> **STUDY TEXT**:
********
This week, in addition to talking a little bit about Amor No More attempting to re-open a door I thought was permanently closed, we talked about blogging. I love blogging and I love talking about it. I think it’s partially because of the really cool health and fitness community that I’ve found myself a part of, but it’s also because I’m proud of this blog and I’m proud that I chose to share my journey in this way.

Well, one topic we discussed was this community of bloggers and the idea that by being part of a health and fitness blogging community, it can be easy to lose perspective and an appreciation for your individual journey. It’s not a bad thing at all, it’s just something that can happen when you’re surrounded by amazingly strong and successful people. Let me explain …

When I started on this journey, I was in it alone. I didn’t have a workout buddy or a gym friend or a weight-loss pal. It was me, doing it by myself and for myself. When I started my original Tumblr blog, it was not what it is today. There wasn’t really a health and fitness community like there is now. I was writing my journey down for myself and a few friends and family. But then, people started following me. And I started following them.

And I was inspired. Like, beyond words, inspired.

I mean, here were all these amazing people doing things I never even thought about doing: running marathons, becoming Iron Men, completing triathlons, dashing like warriors. And there I was, celebrating running a mile without stopping. I was inspired by everyone’s stories. Inspired to keep walking … then running … and running races … then training for a half marathon … and signing up for a full marathon.
********
> **SUPPLIED DATA**:
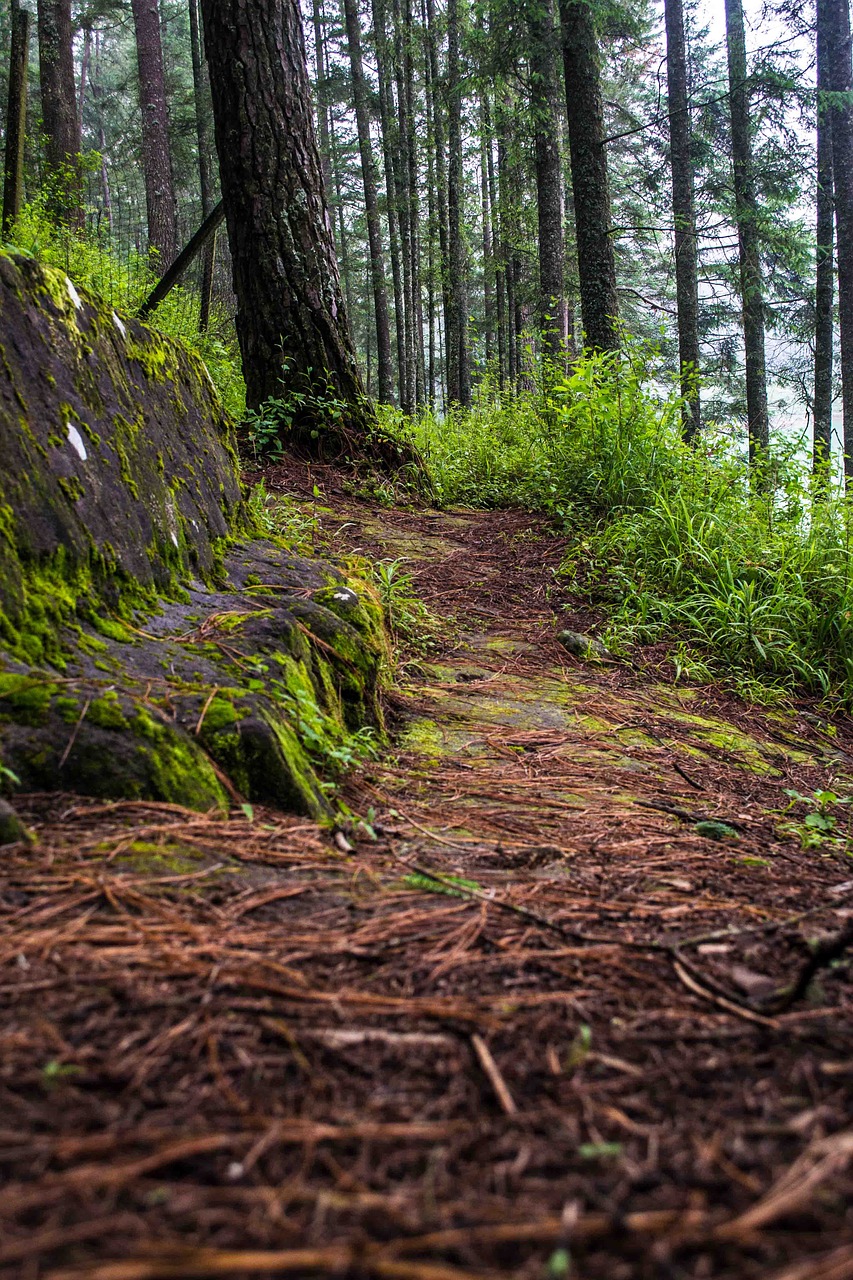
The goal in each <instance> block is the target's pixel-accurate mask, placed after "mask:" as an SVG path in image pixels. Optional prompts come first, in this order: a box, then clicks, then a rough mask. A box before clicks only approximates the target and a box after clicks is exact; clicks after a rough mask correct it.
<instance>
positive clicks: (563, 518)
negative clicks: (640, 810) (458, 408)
********
> **STUDY QUESTIONS**:
1: Quote the passage of the fitness blogging post starting at "Well, one topic" and ending at "started following them.".
2: In the fitness blogging post, which things does the writer say the amazing people were doing that the writer had never even thought about doing?
3: Carry on the post about fitness blogging from where it stops.

> **SOLVED PROBLEMS**:
1:
Well, one topic we discussed was this community of bloggers and the idea that by being part of a health and fitness blogging community, it can be easy to lose perspective and an appreciation for your individual journey. It’s not a bad thing at all, it’s just something that can happen when you’re surrounded by amazingly strong and successful people. Let me explain …

When I started on this journey, I was in it alone. I didn’t have a workout buddy or a gym friend or a weight-loss pal. It was me, doing it by myself and for myself. When I started my original Tumblr blog, it was not what it is today. There wasn’t really a health and fitness community like there is now. I was writing my journey down for myself and a few friends and family. But then, people started following me. And I started following them.

2:
- running marathons
- becoming Iron Men
- completing triathlons
- dashing like warriors

3:
Being part of this online community, you read a lot of stories about people’s individual successes and, in their eyes, failures. It can become easy to judge your own journey based on another person’s judgment or analysis of their own journey. By being part of a community — any community — it’s easy to compare yourself to others within that community. It can be easy:

  • to tear yourself down when you see people losing 5 or 6 pounds a week when you’re plateauing or, even, gaining
  • to feel bad about your weight when someone else is unhappy with themselves at that very same weight
  • to feel bad about your fitness efforts when people are posting about their marathons, PRs and weight-lifting records
  • to feel pressure to be positive, not fail, be perfect

But we all have a choice. We can either let someone else’s journey negatively affect us, or we can be inspired by it. Me? I choose to be inspired by the things I read on health and fitness blogs.

Sure, it’s hard to “fail” when everyone around you is succeeding. And sometimes, I still have to remind myself that this truly is about me and my journey.

So, yeah, people on some blogs have starting weights lower than my goal weight. And, yeah, they’re running five-, six- and seven-minute miles. And they might not like what they see when they look at their loose skin in the mirror. That has nothing to do with my journey and everything to do with their journeys.

Me? I’m proud of being so close to my goal weight. Could it go lower? Yeah, maybe. Or, maybe not. But right now I need to focus on what my body needs and enjoy the progress I’ve made. I cannot put unrealistic pressure on myself — or my body — because of the way someone else feels (or talks) about his/her own body. Besides, 162? That’s the lowest I’ve ever weighed in my memory.

Could I constantly compare my running times to other bloggers — even those who haven’t been running as long as me? Easily. Very, very easily. But I don’t. Because, guess what. I’m running for me. And I’m beating my own records nearly every time I run. Someone else’s run time has nothing to do with my run time — or how I feel about it.

And my loose skin? Yeah, it ain’t pretty. It’s wrinkly and wiggly, bumpy and bouncy. But it’s part of me and my journey. And just because someone else doesn’t like her loose skin and wants it gone doesn’t say a single thing about me, my body image or how the world sees me.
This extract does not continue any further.